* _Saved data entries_
+++

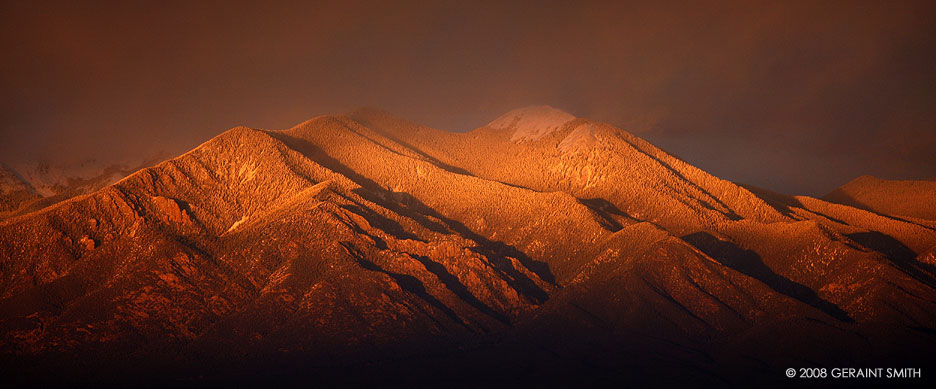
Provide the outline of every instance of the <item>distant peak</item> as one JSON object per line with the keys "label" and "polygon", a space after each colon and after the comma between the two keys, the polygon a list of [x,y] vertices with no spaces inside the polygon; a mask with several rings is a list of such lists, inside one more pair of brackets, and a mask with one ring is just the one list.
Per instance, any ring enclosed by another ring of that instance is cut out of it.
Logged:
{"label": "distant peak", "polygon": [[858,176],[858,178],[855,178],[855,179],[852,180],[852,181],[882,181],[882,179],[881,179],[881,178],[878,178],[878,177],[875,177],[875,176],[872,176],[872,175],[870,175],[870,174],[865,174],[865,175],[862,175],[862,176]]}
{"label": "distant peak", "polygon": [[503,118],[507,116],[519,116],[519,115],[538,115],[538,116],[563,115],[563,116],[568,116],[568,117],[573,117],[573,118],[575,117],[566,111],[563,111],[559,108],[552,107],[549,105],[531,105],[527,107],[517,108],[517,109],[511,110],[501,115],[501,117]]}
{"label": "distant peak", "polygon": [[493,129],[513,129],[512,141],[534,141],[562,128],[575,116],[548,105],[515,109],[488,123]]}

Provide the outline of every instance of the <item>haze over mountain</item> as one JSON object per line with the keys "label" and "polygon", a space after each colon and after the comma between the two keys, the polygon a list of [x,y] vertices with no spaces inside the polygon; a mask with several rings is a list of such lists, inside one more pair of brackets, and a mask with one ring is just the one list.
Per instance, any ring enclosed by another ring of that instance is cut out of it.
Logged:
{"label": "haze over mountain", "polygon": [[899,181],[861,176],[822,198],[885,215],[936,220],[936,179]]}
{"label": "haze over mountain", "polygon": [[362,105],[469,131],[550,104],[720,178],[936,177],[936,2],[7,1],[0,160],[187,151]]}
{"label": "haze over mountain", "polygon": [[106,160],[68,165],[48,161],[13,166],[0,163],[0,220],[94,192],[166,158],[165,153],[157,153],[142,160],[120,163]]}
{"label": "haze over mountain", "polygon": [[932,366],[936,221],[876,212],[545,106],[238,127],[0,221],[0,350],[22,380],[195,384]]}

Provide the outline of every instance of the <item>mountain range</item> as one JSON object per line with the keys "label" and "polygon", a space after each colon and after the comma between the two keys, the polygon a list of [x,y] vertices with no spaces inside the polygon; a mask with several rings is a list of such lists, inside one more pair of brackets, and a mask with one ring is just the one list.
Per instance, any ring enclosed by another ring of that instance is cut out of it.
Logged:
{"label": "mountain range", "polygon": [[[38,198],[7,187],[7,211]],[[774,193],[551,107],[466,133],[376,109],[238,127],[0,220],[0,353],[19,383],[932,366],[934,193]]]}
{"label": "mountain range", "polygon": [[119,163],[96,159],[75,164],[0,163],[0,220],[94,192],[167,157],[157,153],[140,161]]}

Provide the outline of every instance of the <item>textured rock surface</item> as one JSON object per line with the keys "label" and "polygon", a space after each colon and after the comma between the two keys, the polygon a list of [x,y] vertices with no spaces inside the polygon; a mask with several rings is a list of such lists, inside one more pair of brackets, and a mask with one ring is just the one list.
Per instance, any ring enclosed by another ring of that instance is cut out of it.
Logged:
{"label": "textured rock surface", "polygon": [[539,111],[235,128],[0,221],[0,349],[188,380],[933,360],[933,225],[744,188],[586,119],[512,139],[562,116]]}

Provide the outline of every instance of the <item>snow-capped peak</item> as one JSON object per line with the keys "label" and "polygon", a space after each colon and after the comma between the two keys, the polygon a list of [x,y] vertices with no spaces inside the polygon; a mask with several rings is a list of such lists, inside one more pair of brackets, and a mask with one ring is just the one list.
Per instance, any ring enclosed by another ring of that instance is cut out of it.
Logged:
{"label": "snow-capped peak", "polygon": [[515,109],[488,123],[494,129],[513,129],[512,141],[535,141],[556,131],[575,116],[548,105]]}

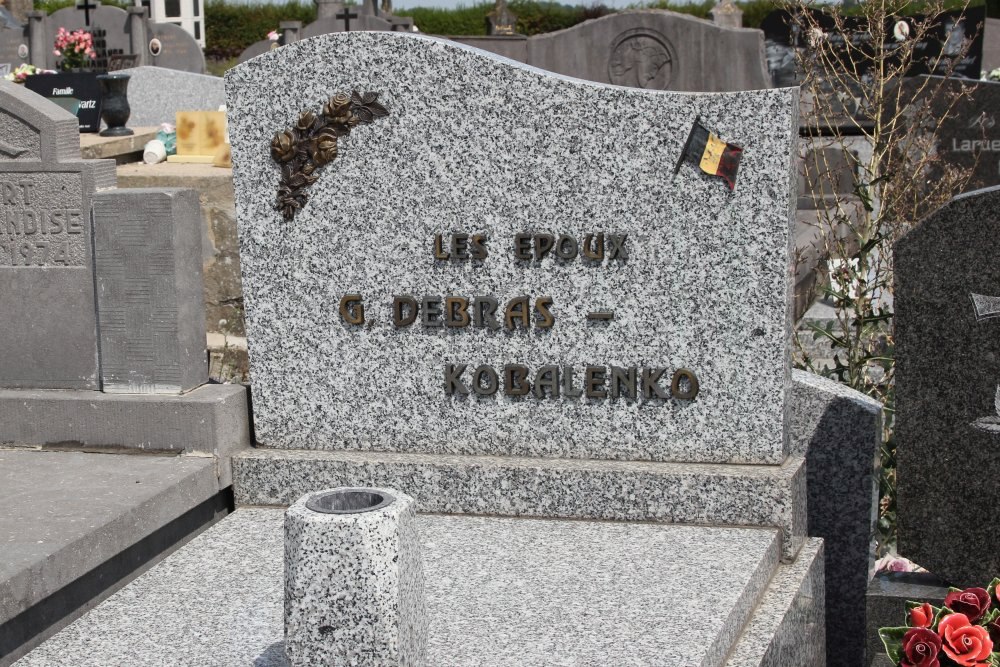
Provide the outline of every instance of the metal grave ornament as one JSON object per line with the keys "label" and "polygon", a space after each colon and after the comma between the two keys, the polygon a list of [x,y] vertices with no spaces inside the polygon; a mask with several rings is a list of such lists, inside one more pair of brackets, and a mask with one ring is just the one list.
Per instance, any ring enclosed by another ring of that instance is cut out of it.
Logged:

+++

* _Task to complete_
Identify the lines in the records above that contain the word "item", then state how many there are and nothing more.

* _Response box_
5